DATA FOR THIS TASK
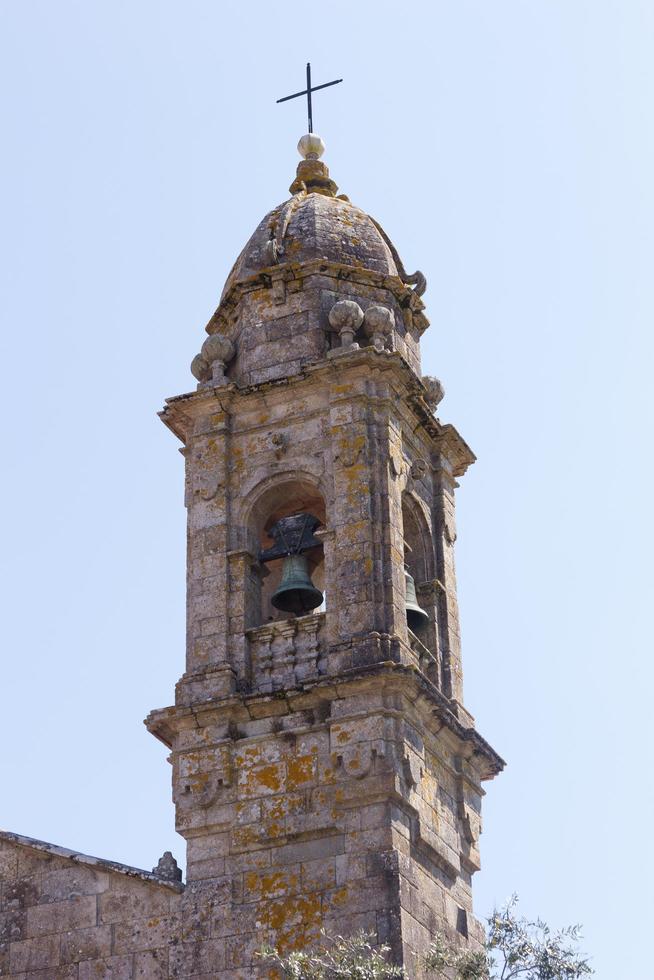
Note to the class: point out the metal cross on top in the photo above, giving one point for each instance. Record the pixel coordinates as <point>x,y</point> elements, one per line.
<point>307,91</point>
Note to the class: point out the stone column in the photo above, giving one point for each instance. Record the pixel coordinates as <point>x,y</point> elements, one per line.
<point>448,608</point>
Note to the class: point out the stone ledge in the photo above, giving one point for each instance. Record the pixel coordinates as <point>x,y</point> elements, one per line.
<point>166,722</point>
<point>94,862</point>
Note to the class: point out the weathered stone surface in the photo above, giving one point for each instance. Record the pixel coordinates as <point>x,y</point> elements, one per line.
<point>325,772</point>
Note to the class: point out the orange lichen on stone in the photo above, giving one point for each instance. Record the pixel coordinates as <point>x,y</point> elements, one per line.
<point>301,770</point>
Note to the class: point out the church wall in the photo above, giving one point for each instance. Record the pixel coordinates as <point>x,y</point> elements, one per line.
<point>63,920</point>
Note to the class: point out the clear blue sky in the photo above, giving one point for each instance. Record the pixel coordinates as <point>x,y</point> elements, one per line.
<point>507,149</point>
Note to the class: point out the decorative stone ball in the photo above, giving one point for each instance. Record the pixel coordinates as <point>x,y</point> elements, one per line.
<point>379,320</point>
<point>435,391</point>
<point>200,369</point>
<point>217,347</point>
<point>346,315</point>
<point>311,147</point>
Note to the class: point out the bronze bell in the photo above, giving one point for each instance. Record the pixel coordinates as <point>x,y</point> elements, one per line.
<point>416,616</point>
<point>296,592</point>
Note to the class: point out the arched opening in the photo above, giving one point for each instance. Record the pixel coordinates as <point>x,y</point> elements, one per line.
<point>417,541</point>
<point>284,499</point>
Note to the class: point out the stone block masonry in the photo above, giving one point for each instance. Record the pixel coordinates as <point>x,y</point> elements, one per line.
<point>326,774</point>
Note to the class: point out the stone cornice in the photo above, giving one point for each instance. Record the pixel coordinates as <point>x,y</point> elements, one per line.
<point>181,410</point>
<point>166,722</point>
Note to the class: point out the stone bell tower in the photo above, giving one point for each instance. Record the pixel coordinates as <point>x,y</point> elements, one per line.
<point>326,774</point>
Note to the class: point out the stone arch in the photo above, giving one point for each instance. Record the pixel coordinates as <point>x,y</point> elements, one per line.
<point>275,497</point>
<point>418,539</point>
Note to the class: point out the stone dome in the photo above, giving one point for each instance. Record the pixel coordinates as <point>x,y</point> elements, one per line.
<point>315,226</point>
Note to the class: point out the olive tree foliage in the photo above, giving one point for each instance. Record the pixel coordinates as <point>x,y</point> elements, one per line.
<point>516,949</point>
<point>336,958</point>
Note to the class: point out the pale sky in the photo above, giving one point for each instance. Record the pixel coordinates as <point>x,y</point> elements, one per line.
<point>507,149</point>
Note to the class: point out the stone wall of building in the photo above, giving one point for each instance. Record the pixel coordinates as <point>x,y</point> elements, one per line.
<point>65,916</point>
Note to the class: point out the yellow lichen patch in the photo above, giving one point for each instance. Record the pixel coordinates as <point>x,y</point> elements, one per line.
<point>296,921</point>
<point>244,836</point>
<point>259,780</point>
<point>328,774</point>
<point>282,806</point>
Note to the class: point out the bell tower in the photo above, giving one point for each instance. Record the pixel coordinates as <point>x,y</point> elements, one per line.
<point>326,774</point>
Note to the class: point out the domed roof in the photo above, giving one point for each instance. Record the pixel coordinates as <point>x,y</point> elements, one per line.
<point>315,224</point>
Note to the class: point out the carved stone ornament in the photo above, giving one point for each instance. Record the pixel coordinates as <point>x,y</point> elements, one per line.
<point>379,323</point>
<point>435,392</point>
<point>277,443</point>
<point>418,469</point>
<point>346,317</point>
<point>167,868</point>
<point>209,364</point>
<point>449,529</point>
<point>396,464</point>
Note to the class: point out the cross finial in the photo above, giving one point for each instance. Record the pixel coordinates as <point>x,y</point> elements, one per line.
<point>307,91</point>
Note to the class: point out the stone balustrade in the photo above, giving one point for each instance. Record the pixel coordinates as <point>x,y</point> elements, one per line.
<point>286,651</point>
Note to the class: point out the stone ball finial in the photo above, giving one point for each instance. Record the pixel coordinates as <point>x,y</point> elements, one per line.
<point>167,868</point>
<point>209,364</point>
<point>435,391</point>
<point>218,350</point>
<point>311,147</point>
<point>379,323</point>
<point>200,369</point>
<point>346,317</point>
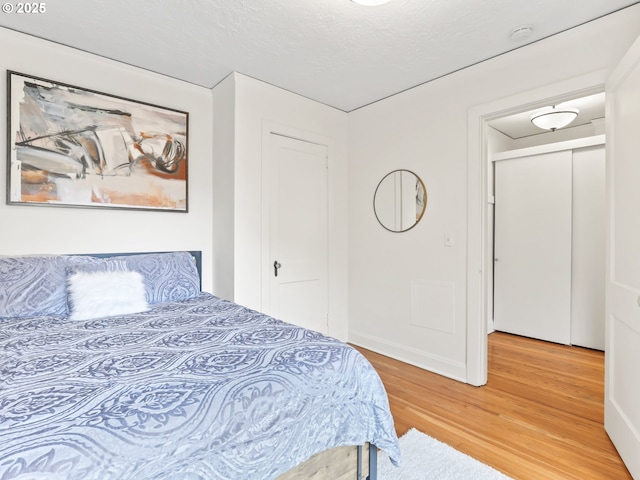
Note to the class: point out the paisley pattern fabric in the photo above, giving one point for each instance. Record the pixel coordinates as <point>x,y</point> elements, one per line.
<point>31,286</point>
<point>167,276</point>
<point>196,389</point>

WORK INSTRUCTION
Copy out the data above to the letter, and keep every picture out of it.

ANSWER SECTION
Note to the class: point out the metal cross on top in the photo above, giving one point for each instance. Record the pixel coordinates as <point>x,y</point> elements, one per line.
<point>307,91</point>
Note to the class: point out the stone column in the photo above, giving one point for each instance. Record the pixel coordinates as <point>x,y</point> elements, one per line.
<point>448,608</point>
Note to the class: point out the stone ledge in the photo above, giving one point for each instance. Record the pixel coordinates as <point>x,y</point> elements, one per line.
<point>166,722</point>
<point>94,862</point>
Note to the class: point out the weathered stone surface in the photo above, giving one point for each instance. Record the pixel coordinates as <point>x,y</point> elements, one per line.
<point>325,772</point>
Note to the class: point out the orange lichen on stone in the photo above, giving one point for each instance. Record the pixel coordinates as <point>x,y</point> elements, one per line.
<point>301,770</point>
Note to the class: point out the church wall in the photo above, giving one point for each instance. Record the pixel coordinates as <point>x,y</point> elements, one per line.
<point>63,920</point>
Note to the class: point out the clear blue sky in the photo above, giving one point for each instance. Record the pixel coordinates as <point>x,y</point> elements, one per line.
<point>507,149</point>
Note to the class: point out the decorative stone ball in the photo above, giving one point for each instance. Record the pixel coordinates as <point>x,y</point> elements, one per line.
<point>379,320</point>
<point>435,391</point>
<point>200,369</point>
<point>217,347</point>
<point>346,315</point>
<point>311,147</point>
Note to the class: point out the bronze bell in the photo above, giving one point for each instance. Record the pixel coordinates as <point>x,y</point> elements, one per line.
<point>416,616</point>
<point>296,592</point>
Note to the class: point out the arched opening in the photo above, giving one point for each instance. Record the pixel coordinates as <point>x,y</point> elements, one per line.
<point>417,541</point>
<point>284,499</point>
Note to the class: point out the stone block masonry in the photo above, giving one point for each instance. Record the pixel coordinates as <point>x,y</point> elements, one per line.
<point>326,774</point>
Note to the class: point out the stone cornice in the photo above, giving one point for each instance. Record the pixel coordinates as <point>x,y</point> elements, one per line.
<point>181,410</point>
<point>166,722</point>
Note to the class: point out the stone bell tower in the photo above, giving one point for each instance. Record the pixel coordinates as <point>x,y</point> elements, one per line.
<point>326,774</point>
Note to the class: point out the stone arch in the photo above, giving one point for each instance. Record the pixel coordinates as <point>x,y</point> elements, one per line.
<point>275,497</point>
<point>418,539</point>
Note to the class: point out the stone dome in the photo above, giving one point for each instance. Record the pixel coordinates as <point>x,y</point> elements, one per line.
<point>315,226</point>
Note to the class: point out the olive tree foliage in the photo above, giving one point for each instance. Record the pixel coordinates as <point>x,y</point> elements, one per line.
<point>516,949</point>
<point>336,958</point>
Note to the class: point out the pale sky in the photo above, giving one point for each instance. Record the pixel coordinates as <point>x,y</point> elements, one per line.
<point>507,149</point>
Note to the class: point out the stone wall of building in the photo above, giving one point for each instance. Record the pixel coordinates as <point>x,y</point> elements, one per line.
<point>65,916</point>
Note to the class: point out the yellow lichen patch in the photo above, giving one point for each instance. Record the pixel coordinates as <point>x,y</point> elements, one per line.
<point>296,921</point>
<point>244,836</point>
<point>259,780</point>
<point>328,774</point>
<point>282,806</point>
Note to the class: point out the bell tower in the photo above, giving one point for each instance. Record the pixel coordinates as <point>x,y</point> elements, one per line.
<point>326,774</point>
Note to the class: point out the domed roof in the photo above, giving one point for each instance. Record the pixel coordinates as <point>x,y</point> elements, one per line.
<point>315,224</point>
Note to the class: point out the carved stone ornament in the photo above, giving one point for each instance. Record the pixel coordinates as <point>x,y</point> elements, one per line.
<point>379,323</point>
<point>435,392</point>
<point>277,443</point>
<point>418,469</point>
<point>346,317</point>
<point>167,868</point>
<point>209,364</point>
<point>449,529</point>
<point>396,464</point>
Note to the class: point out the cross finial in the photo above, giving one point for each instance. Record the pixel coordinates as <point>x,y</point> elements, one per line.
<point>307,91</point>
Note to the class: point out the stone balustrade in the photo above, giving one point for each instance. Record the pixel coordinates as <point>x,y</point> elements, one per line.
<point>286,651</point>
Note to the class: point out the stone ball finial in the photo above, giving one point for each instance. Record the pixel coordinates as <point>x,y</point> elements, one per line.
<point>167,868</point>
<point>209,364</point>
<point>435,391</point>
<point>218,350</point>
<point>311,147</point>
<point>379,323</point>
<point>200,369</point>
<point>346,317</point>
Note to the class: point out the paisley pattern fabric in the photo above, giving one point for each instance. Record the pixel coordinates as <point>x,y</point> elements, one per line.
<point>31,286</point>
<point>167,276</point>
<point>196,389</point>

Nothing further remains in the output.